[Stored items from a collection]
## Begin

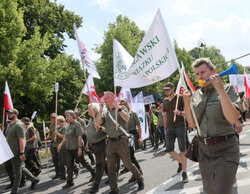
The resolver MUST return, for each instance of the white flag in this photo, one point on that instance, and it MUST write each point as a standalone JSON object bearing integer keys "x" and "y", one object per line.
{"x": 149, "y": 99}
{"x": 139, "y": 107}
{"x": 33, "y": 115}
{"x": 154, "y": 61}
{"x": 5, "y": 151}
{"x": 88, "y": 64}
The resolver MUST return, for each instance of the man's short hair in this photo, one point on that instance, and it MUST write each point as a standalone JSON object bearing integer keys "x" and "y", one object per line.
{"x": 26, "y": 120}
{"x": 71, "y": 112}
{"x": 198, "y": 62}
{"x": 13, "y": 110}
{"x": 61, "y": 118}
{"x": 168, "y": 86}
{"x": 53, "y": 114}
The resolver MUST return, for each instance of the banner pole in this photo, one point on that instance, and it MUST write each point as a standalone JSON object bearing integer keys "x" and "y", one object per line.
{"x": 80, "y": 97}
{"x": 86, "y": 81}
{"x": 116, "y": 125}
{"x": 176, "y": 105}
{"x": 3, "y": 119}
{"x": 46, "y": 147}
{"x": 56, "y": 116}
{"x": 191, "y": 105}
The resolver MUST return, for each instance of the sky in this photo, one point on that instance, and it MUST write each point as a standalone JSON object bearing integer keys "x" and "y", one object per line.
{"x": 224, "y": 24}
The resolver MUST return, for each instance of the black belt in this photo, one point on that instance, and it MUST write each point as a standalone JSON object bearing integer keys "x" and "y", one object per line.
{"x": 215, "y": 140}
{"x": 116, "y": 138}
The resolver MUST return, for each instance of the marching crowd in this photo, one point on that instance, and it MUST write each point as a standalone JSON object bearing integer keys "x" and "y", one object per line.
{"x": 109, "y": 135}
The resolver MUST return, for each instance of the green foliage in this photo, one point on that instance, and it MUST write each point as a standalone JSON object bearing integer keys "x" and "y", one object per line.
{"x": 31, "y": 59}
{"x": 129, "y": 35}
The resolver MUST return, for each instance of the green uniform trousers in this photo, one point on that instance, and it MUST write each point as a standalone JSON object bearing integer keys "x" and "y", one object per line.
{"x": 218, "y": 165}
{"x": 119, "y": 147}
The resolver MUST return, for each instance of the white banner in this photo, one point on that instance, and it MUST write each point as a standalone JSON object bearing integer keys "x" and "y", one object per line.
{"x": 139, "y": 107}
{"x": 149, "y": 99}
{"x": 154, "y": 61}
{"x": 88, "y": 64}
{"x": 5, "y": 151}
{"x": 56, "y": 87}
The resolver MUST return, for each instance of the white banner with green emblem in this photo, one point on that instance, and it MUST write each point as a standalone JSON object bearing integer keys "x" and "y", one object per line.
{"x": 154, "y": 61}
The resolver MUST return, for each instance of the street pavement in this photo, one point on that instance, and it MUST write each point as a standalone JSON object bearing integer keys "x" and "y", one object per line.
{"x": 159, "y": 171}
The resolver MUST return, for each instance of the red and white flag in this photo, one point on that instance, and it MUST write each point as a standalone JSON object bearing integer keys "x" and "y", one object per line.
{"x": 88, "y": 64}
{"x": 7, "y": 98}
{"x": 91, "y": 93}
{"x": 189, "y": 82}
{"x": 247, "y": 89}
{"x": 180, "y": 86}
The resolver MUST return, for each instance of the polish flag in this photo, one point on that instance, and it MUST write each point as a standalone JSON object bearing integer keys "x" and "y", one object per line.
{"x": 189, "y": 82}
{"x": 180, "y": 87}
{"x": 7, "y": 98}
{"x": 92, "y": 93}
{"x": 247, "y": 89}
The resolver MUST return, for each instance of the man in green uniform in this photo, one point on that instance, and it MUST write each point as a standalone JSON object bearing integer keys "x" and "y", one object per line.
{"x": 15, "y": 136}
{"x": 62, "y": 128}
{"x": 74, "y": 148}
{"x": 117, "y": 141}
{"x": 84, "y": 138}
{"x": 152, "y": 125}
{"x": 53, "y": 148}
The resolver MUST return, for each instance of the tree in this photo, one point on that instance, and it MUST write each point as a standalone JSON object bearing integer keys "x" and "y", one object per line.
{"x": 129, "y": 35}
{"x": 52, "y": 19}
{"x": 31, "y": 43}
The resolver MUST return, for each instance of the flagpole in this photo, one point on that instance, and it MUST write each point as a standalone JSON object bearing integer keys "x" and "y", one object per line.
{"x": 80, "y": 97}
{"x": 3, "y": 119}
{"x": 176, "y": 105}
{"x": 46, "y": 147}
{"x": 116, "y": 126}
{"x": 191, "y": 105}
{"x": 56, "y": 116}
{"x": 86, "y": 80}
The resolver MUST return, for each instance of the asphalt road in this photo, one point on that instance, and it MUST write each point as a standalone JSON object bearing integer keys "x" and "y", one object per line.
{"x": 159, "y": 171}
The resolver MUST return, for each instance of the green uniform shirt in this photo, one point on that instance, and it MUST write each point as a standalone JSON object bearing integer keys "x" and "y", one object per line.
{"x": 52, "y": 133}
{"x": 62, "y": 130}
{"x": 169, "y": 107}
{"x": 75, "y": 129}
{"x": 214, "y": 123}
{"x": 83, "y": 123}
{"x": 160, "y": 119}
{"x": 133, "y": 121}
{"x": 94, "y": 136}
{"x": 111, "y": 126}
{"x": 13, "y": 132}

## End

Write the listing above out again exactly, dropping each image.

The resolver MUST return, for each instance of the white flag in this photo, one point on that instance, and it MUST write each point as a standalone JSON object bearing integer keys "x" and "y", one object per line.
{"x": 149, "y": 99}
{"x": 139, "y": 107}
{"x": 33, "y": 115}
{"x": 154, "y": 61}
{"x": 5, "y": 151}
{"x": 88, "y": 64}
The resolver MUST return, for each instance of the man's short hair in this photo, one point on that instance, and it MUST write each point as a standalone JSON object bearing integer keys "x" and "y", one object per line.
{"x": 26, "y": 120}
{"x": 71, "y": 112}
{"x": 198, "y": 62}
{"x": 13, "y": 110}
{"x": 61, "y": 118}
{"x": 168, "y": 86}
{"x": 53, "y": 114}
The resolver MUST return, for each instance of the banner pole in this photo, one point on that instance, and it MUST write each point as a standalone JSON object bearing integer keys "x" and "y", one object per line.
{"x": 80, "y": 97}
{"x": 86, "y": 81}
{"x": 116, "y": 125}
{"x": 176, "y": 105}
{"x": 3, "y": 119}
{"x": 46, "y": 147}
{"x": 56, "y": 116}
{"x": 191, "y": 105}
The resolver MUST return, for each instance of the sky in this photo, one point on that instance, and it MUST write each point as a standalone JSON object bearing integer keys "x" and "y", one object per line.
{"x": 224, "y": 24}
The resolver MUST return, for each instance of the black belt in this photo, one point on that instance, and it MUST write each point as a standalone JSON object bearing integer keys "x" and "y", one object per line.
{"x": 215, "y": 140}
{"x": 116, "y": 138}
The resolver MUST return, for each instance of the marching crowd in this photo, one point on that instance, and it MUST write each point as a standalone JSON object bearing integer keys "x" and "y", one object per line.
{"x": 109, "y": 135}
The resolver MUST return, for each instance of the green foliage in this photo, one point on that instance, and it MUST write each point as a standalone JSON object bearing integer keys "x" and "y", one object per line.
{"x": 31, "y": 59}
{"x": 129, "y": 35}
The resolver MUST return, for each instance of the green uniform trousers in this photo, one point on that instance, and it MUST write each point as a standalone JSON object bearing integer keys "x" and "y", one object per line.
{"x": 218, "y": 165}
{"x": 119, "y": 147}
The resolver MUST return, for each instance of the white banner in this photo, one point on that instance, and it MUST write each point as a standalone JSON object bearing integer keys "x" and "y", one object per line.
{"x": 139, "y": 107}
{"x": 149, "y": 99}
{"x": 154, "y": 61}
{"x": 88, "y": 64}
{"x": 5, "y": 151}
{"x": 56, "y": 87}
The resolver MUST return, for each instance of the white banner with green emblem in this photo, one point on that instance, and it MUST write each point as a standalone JSON object bearing integer keys "x" and "y", one object per line.
{"x": 154, "y": 61}
The resolver MUST return, for each instance of the street pavement in this photo, one point on that instance, and it MUST write each point as a standalone JSON object bearing integer keys "x" and "y", one object per line.
{"x": 159, "y": 171}
The resolver MUST return, for each instance of the red and white flag in this photo, one point on that instance, and it MUST write each point as a standalone JSON object bearing integer keys "x" and "y", one object per line.
{"x": 88, "y": 64}
{"x": 7, "y": 98}
{"x": 91, "y": 93}
{"x": 189, "y": 82}
{"x": 247, "y": 89}
{"x": 180, "y": 86}
The resolver MUST return, for each instance of the polish flag in this photo, one point on that instance, and it MUST write each point as a standalone JSON object bearing integer keys "x" and "y", one object per line.
{"x": 189, "y": 82}
{"x": 180, "y": 87}
{"x": 7, "y": 98}
{"x": 92, "y": 93}
{"x": 247, "y": 89}
The resolver MUST return, for each instance of the man in green uniform in this photo, one point on that instance, and it MUST write each point as a standalone JSON object bearing integer keys "x" and "y", one object per line.
{"x": 15, "y": 136}
{"x": 62, "y": 128}
{"x": 74, "y": 148}
{"x": 117, "y": 141}
{"x": 84, "y": 138}
{"x": 152, "y": 125}
{"x": 53, "y": 148}
The resolver MUST return, for each instance of the tree in this photo, one point on that instance, and it MUST write each point as a standalone JSON object bearing integer keys "x" and "y", one object per line.
{"x": 129, "y": 35}
{"x": 52, "y": 19}
{"x": 31, "y": 43}
The resolver MUST return, for each instance of the flagpole in this photo, one point on that instance, and it MUST write each point as a standalone JSON object bearing integer keys "x" and "y", one object per line.
{"x": 80, "y": 97}
{"x": 3, "y": 119}
{"x": 176, "y": 105}
{"x": 46, "y": 147}
{"x": 116, "y": 126}
{"x": 191, "y": 105}
{"x": 56, "y": 116}
{"x": 86, "y": 80}
The resolver MUST return, for each instance of the asphalt road in this photo, one point on that instance, and it MUST write each point as a standalone JSON object bearing integer keys "x" and "y", one object per line.
{"x": 159, "y": 171}
The resolver MUST return, for each instance of the green uniform shirt in this photo, one point on that instance, and it MUST write each point as a standalone JSON object bearing integer keys "x" and "y", one object per line.
{"x": 52, "y": 133}
{"x": 62, "y": 130}
{"x": 169, "y": 107}
{"x": 75, "y": 129}
{"x": 214, "y": 123}
{"x": 83, "y": 123}
{"x": 160, "y": 119}
{"x": 133, "y": 121}
{"x": 94, "y": 136}
{"x": 111, "y": 126}
{"x": 13, "y": 132}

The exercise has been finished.